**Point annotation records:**

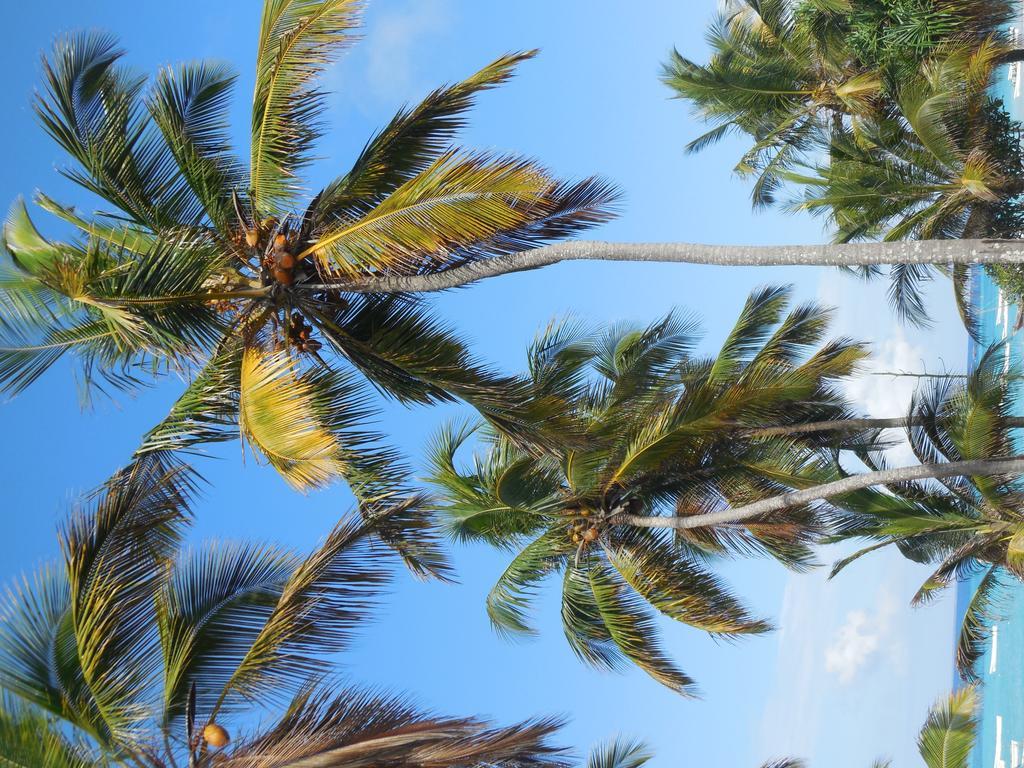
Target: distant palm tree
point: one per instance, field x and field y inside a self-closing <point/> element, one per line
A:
<point x="945" y="166"/>
<point x="678" y="459"/>
<point x="208" y="259"/>
<point x="136" y="651"/>
<point x="964" y="525"/>
<point x="664" y="433"/>
<point x="777" y="78"/>
<point x="888" y="105"/>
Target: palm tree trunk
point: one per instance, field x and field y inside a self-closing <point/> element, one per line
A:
<point x="750" y="512"/>
<point x="846" y="254"/>
<point x="856" y="425"/>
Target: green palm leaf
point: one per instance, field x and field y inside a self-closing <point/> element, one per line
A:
<point x="298" y="40"/>
<point x="189" y="104"/>
<point x="322" y="603"/>
<point x="632" y="629"/>
<point x="29" y="739"/>
<point x="949" y="732"/>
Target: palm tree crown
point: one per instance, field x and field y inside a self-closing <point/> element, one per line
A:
<point x="137" y="651"/>
<point x="886" y="103"/>
<point x="660" y="431"/>
<point x="963" y="525"/>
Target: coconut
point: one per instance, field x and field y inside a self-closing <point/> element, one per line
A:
<point x="215" y="735"/>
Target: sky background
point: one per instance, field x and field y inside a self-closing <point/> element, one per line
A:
<point x="852" y="671"/>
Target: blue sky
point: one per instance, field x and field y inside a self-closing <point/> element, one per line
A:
<point x="851" y="673"/>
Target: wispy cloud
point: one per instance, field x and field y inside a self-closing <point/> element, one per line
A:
<point x="396" y="40"/>
<point x="884" y="396"/>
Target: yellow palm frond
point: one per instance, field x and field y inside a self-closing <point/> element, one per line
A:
<point x="298" y="39"/>
<point x="458" y="202"/>
<point x="276" y="417"/>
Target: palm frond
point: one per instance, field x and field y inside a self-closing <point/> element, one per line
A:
<point x="509" y="600"/>
<point x="632" y="628"/>
<point x="325" y="600"/>
<point x="29" y="738"/>
<point x="972" y="639"/>
<point x="620" y="753"/>
<point x="276" y="417"/>
<point x="949" y="733"/>
<point x="361" y="729"/>
<point x="458" y="202"/>
<point x="189" y="104"/>
<point x="298" y="39"/>
<point x="210" y="609"/>
<point x="113" y="556"/>
<point x="91" y="107"/>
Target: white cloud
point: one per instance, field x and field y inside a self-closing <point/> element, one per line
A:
<point x="858" y="640"/>
<point x="395" y="42"/>
<point x="883" y="396"/>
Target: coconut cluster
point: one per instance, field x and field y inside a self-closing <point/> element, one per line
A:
<point x="584" y="530"/>
<point x="300" y="333"/>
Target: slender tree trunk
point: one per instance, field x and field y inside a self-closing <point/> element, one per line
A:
<point x="855" y="425"/>
<point x="1013" y="56"/>
<point x="751" y="512"/>
<point x="848" y="254"/>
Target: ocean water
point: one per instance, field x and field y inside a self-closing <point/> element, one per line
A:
<point x="1000" y="740"/>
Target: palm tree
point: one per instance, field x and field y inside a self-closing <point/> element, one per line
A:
<point x="777" y="77"/>
<point x="945" y="166"/>
<point x="964" y="525"/>
<point x="137" y="651"/>
<point x="918" y="155"/>
<point x="663" y="433"/>
<point x="677" y="460"/>
<point x="946" y="739"/>
<point x="212" y="261"/>
<point x="204" y="259"/>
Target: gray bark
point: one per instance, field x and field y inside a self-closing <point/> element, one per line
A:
<point x="852" y="425"/>
<point x="1014" y="465"/>
<point x="849" y="254"/>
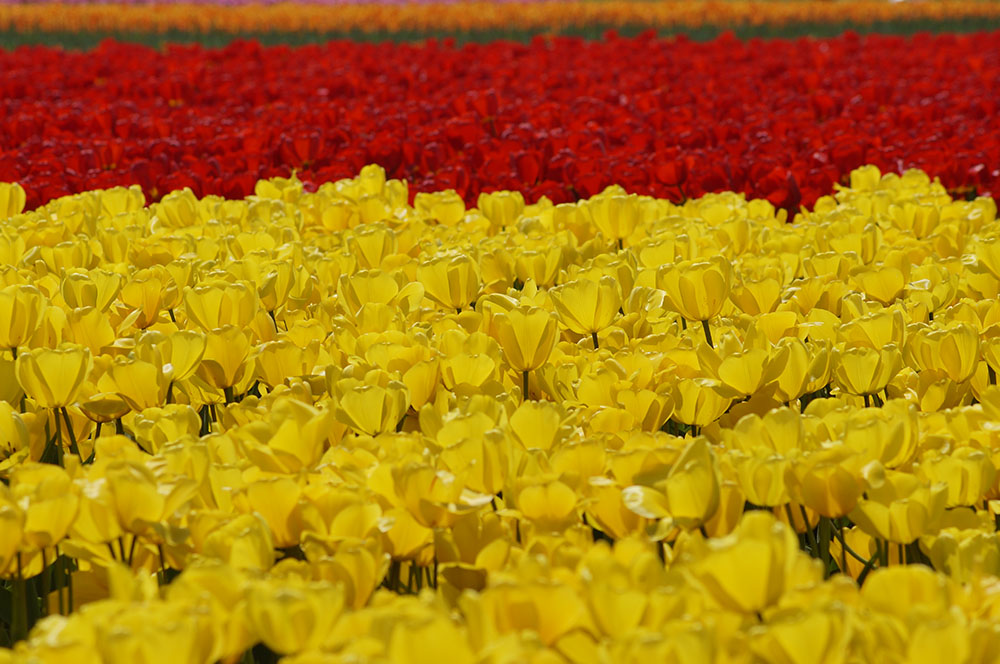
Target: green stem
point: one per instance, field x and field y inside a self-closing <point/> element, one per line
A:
<point x="19" y="606"/>
<point x="708" y="332"/>
<point x="45" y="582"/>
<point x="825" y="534"/>
<point x="810" y="535"/>
<point x="73" y="447"/>
<point x="58" y="439"/>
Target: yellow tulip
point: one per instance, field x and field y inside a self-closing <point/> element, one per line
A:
<point x="52" y="376"/>
<point x="12" y="199"/>
<point x="450" y="280"/>
<point x="827" y="481"/>
<point x="141" y="384"/>
<point x="527" y="336"/>
<point x="49" y="500"/>
<point x="549" y="506"/>
<point x="12" y="521"/>
<point x="20" y="314"/>
<point x="615" y="215"/>
<point x="97" y="288"/>
<point x="217" y="305"/>
<point x="751" y="569"/>
<point x="901" y="508"/>
<point x="587" y="307"/>
<point x="701" y="401"/>
<point x="371" y="409"/>
<point x="815" y="636"/>
<point x="502" y="208"/>
<point x="953" y="351"/>
<point x="445" y="207"/>
<point x="689" y="495"/>
<point x="224" y="362"/>
<point x="967" y="472"/>
<point x="243" y="542"/>
<point x="865" y="371"/>
<point x="697" y="290"/>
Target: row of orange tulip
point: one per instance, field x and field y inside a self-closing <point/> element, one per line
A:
<point x="303" y="396"/>
<point x="473" y="16"/>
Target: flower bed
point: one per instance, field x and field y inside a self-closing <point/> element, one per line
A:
<point x="333" y="426"/>
<point x="563" y="118"/>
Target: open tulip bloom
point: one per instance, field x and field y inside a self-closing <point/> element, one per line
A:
<point x="324" y="424"/>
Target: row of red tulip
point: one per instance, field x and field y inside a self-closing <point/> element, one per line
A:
<point x="560" y="117"/>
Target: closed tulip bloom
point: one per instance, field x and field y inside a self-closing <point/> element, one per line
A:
<point x="52" y="376"/>
<point x="864" y="371"/>
<point x="527" y="336"/>
<point x="371" y="409"/>
<point x="501" y="208"/>
<point x="953" y="350"/>
<point x="97" y="288"/>
<point x="49" y="499"/>
<point x="827" y="481"/>
<point x="12" y="199"/>
<point x="450" y="280"/>
<point x="20" y="314"/>
<point x="587" y="307"/>
<point x="445" y="207"/>
<point x="688" y="497"/>
<point x="224" y="361"/>
<point x="11" y="529"/>
<point x="812" y="636"/>
<point x="701" y="401"/>
<point x="141" y="384"/>
<point x="550" y="506"/>
<point x="217" y="305"/>
<point x="749" y="570"/>
<point x="615" y="215"/>
<point x="967" y="472"/>
<point x="697" y="290"/>
<point x="901" y="508"/>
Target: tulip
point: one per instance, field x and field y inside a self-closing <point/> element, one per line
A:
<point x="20" y="314"/>
<point x="967" y="472"/>
<point x="827" y="481"/>
<point x="141" y="384"/>
<point x="901" y="508"/>
<point x="697" y="290"/>
<point x="527" y="336"/>
<point x="445" y="207"/>
<point x="12" y="199"/>
<point x="52" y="377"/>
<point x="749" y="570"/>
<point x="865" y="371"/>
<point x="217" y="305"/>
<point x="689" y="495"/>
<point x="587" y="307"/>
<point x="224" y="362"/>
<point x="502" y="208"/>
<point x="615" y="215"/>
<point x="372" y="243"/>
<point x="450" y="280"/>
<point x="701" y="401"/>
<point x="953" y="351"/>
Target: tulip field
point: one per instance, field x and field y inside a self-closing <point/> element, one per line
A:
<point x="633" y="348"/>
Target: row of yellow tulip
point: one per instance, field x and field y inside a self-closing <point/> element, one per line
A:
<point x="303" y="396"/>
<point x="473" y="16"/>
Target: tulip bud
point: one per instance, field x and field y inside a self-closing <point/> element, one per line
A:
<point x="52" y="377"/>
<point x="451" y="280"/>
<point x="20" y="313"/>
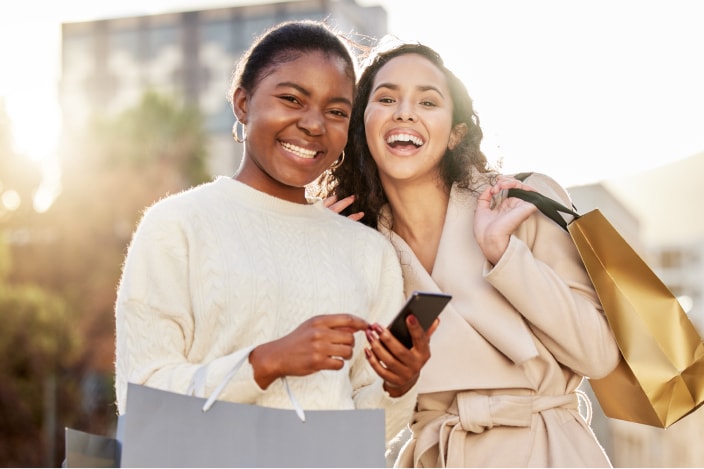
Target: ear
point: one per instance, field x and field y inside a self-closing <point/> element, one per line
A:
<point x="240" y="104"/>
<point x="457" y="133"/>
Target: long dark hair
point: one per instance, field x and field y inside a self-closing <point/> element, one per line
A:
<point x="359" y="175"/>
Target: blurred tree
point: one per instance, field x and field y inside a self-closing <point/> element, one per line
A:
<point x="118" y="167"/>
<point x="38" y="344"/>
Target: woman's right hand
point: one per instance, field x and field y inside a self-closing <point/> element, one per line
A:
<point x="320" y="343"/>
<point x="338" y="206"/>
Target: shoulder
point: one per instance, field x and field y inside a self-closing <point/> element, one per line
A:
<point x="177" y="209"/>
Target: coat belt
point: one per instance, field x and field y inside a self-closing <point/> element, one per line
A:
<point x="472" y="412"/>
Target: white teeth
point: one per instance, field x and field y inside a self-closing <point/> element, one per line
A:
<point x="302" y="152"/>
<point x="405" y="138"/>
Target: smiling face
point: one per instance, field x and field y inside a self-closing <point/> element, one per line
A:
<point x="296" y="119"/>
<point x="408" y="119"/>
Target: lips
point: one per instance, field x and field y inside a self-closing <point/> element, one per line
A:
<point x="299" y="151"/>
<point x="404" y="138"/>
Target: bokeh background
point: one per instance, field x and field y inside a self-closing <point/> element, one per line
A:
<point x="107" y="106"/>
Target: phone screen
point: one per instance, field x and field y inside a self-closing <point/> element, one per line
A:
<point x="425" y="306"/>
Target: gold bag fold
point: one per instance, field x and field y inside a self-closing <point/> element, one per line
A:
<point x="660" y="378"/>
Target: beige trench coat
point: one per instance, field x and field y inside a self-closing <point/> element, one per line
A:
<point x="512" y="347"/>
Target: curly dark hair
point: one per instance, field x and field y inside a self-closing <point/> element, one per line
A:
<point x="359" y="174"/>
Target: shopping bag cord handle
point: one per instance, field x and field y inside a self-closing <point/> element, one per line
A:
<point x="550" y="207"/>
<point x="200" y="376"/>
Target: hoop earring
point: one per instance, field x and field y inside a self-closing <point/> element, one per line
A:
<point x="338" y="162"/>
<point x="239" y="135"/>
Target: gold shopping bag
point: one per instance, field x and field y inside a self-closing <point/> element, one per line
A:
<point x="660" y="378"/>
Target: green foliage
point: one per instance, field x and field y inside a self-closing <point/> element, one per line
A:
<point x="74" y="252"/>
<point x="37" y="343"/>
<point x="157" y="131"/>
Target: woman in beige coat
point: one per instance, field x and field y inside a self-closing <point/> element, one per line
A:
<point x="524" y="326"/>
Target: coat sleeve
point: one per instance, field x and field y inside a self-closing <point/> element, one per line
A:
<point x="543" y="277"/>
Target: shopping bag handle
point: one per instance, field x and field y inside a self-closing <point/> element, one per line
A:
<point x="197" y="384"/>
<point x="550" y="207"/>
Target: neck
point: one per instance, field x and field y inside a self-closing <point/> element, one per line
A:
<point x="418" y="209"/>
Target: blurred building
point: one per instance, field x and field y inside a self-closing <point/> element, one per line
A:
<point x="108" y="64"/>
<point x="679" y="263"/>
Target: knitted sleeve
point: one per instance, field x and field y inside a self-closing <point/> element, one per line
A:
<point x="155" y="326"/>
<point x="368" y="387"/>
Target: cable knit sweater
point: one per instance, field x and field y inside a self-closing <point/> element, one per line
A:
<point x="215" y="270"/>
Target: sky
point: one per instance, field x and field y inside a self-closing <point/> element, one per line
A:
<point x="584" y="91"/>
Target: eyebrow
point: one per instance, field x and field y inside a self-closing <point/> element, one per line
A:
<point x="394" y="87"/>
<point x="304" y="91"/>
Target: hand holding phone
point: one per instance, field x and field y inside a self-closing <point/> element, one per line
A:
<point x="425" y="306"/>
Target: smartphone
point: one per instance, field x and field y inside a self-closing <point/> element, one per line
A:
<point x="425" y="306"/>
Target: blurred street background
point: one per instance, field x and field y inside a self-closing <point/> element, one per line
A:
<point x="107" y="107"/>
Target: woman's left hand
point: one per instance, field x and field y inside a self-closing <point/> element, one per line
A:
<point x="338" y="206"/>
<point x="397" y="365"/>
<point x="494" y="223"/>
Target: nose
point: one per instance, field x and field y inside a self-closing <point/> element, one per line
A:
<point x="312" y="122"/>
<point x="404" y="113"/>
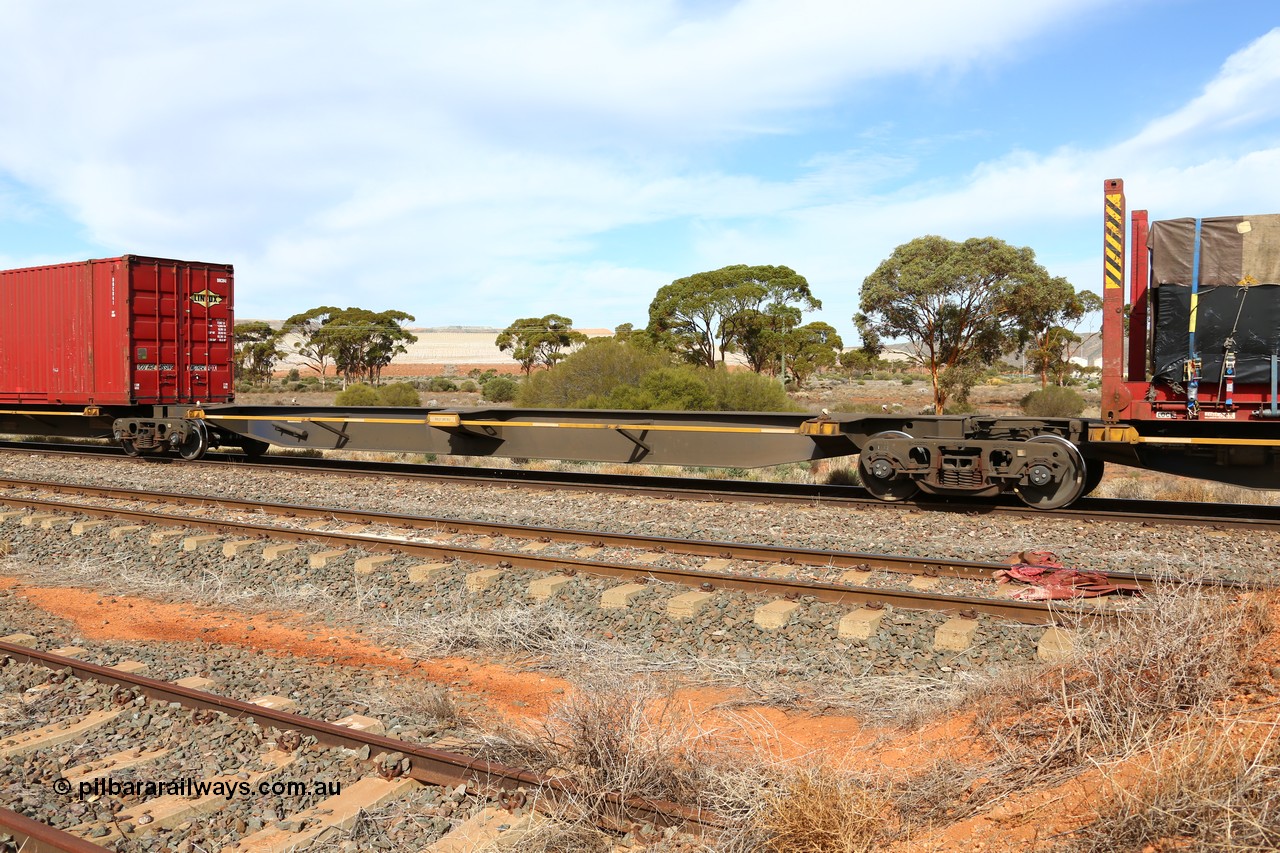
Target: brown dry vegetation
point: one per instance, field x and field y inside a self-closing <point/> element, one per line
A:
<point x="1139" y="739"/>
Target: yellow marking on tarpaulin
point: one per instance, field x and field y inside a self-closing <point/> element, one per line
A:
<point x="1114" y="260"/>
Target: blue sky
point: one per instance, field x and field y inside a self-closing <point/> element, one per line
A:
<point x="478" y="163"/>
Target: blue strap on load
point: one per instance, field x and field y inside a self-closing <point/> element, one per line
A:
<point x="1191" y="334"/>
<point x="1193" y="363"/>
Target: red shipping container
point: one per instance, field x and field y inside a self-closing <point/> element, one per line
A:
<point x="117" y="332"/>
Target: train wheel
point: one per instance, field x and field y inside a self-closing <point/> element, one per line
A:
<point x="196" y="442"/>
<point x="1051" y="493"/>
<point x="881" y="479"/>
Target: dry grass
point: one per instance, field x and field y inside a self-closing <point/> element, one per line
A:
<point x="1129" y="685"/>
<point x="1215" y="789"/>
<point x="818" y="811"/>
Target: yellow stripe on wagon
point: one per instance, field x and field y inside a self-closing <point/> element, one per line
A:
<point x="444" y="422"/>
<point x="1130" y="436"/>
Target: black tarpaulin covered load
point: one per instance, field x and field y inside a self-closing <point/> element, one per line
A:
<point x="1233" y="250"/>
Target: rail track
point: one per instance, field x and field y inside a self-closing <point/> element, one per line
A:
<point x="764" y="575"/>
<point x="378" y="769"/>
<point x="1120" y="510"/>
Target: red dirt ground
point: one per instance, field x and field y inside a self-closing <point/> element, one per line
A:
<point x="1018" y="824"/>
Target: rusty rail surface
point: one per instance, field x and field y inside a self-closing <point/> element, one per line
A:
<point x="1033" y="612"/>
<point x="33" y="836"/>
<point x="426" y="765"/>
<point x="1118" y="510"/>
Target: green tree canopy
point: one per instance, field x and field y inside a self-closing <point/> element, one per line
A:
<point x="305" y="325"/>
<point x="727" y="310"/>
<point x="539" y="341"/>
<point x="257" y="349"/>
<point x="361" y="342"/>
<point x="1048" y="313"/>
<point x="956" y="305"/>
<point x="810" y="347"/>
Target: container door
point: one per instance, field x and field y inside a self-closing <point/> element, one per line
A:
<point x="204" y="328"/>
<point x="182" y="337"/>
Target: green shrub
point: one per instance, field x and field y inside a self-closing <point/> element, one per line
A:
<point x="357" y="395"/>
<point x="1054" y="402"/>
<point x="400" y="393"/>
<point x="501" y="389"/>
<point x="593" y="372"/>
<point x="745" y="391"/>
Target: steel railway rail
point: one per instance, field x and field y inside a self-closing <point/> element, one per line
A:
<point x="425" y="763"/>
<point x="1243" y="516"/>
<point x="1014" y="610"/>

**Task instructions:** Quote the lines of the listing above that run from the line with "Target: yellow stripe on wagon" through its last line, both included, and nothing else.

**Response to this task:**
Target: yellow stripe on wagon
point: one per instance, field x and field y inside a self-closing <point/> element, one per line
A:
<point x="444" y="422"/>
<point x="1130" y="436"/>
Target: black tarpaulin covered load
point: one per instance, field x and field y inside a self-closing <point/> element, one per line
A:
<point x="1233" y="250"/>
Target: rail track
point: one per instance, field x and field y inside a self-closing <point/> element, one per line
A:
<point x="764" y="575"/>
<point x="378" y="769"/>
<point x="1120" y="510"/>
Target: red dirt ground
point: one per instance, field x and field y inside a self-closing <point/> element, one per line
A:
<point x="1018" y="824"/>
Target: rusty rail surface
point: one per instance, field x and field y inside a self-closing <point/> element, one per line
A:
<point x="1033" y="612"/>
<point x="33" y="836"/>
<point x="426" y="765"/>
<point x="1118" y="510"/>
Target: green tree canopy
point: one per instance, field x and field y inside a self-closing <point/> element, one per line
A:
<point x="305" y="325"/>
<point x="727" y="310"/>
<point x="539" y="341"/>
<point x="257" y="349"/>
<point x="361" y="342"/>
<point x="1048" y="313"/>
<point x="956" y="305"/>
<point x="810" y="347"/>
Target: container door
point: one per instance, field x and field y inside a self-closing <point/> element, one per line
A:
<point x="204" y="328"/>
<point x="182" y="337"/>
Target: green shrub
point: one per instance, field x and field y inside a self-closing <point/> element, one per line
A:
<point x="357" y="395"/>
<point x="1054" y="402"/>
<point x="400" y="393"/>
<point x="501" y="389"/>
<point x="593" y="372"/>
<point x="745" y="391"/>
Target: steel railway rail
point: one per instance, field x and field y inside a self-closing <point/> element, one per line
A:
<point x="425" y="763"/>
<point x="1243" y="516"/>
<point x="1014" y="610"/>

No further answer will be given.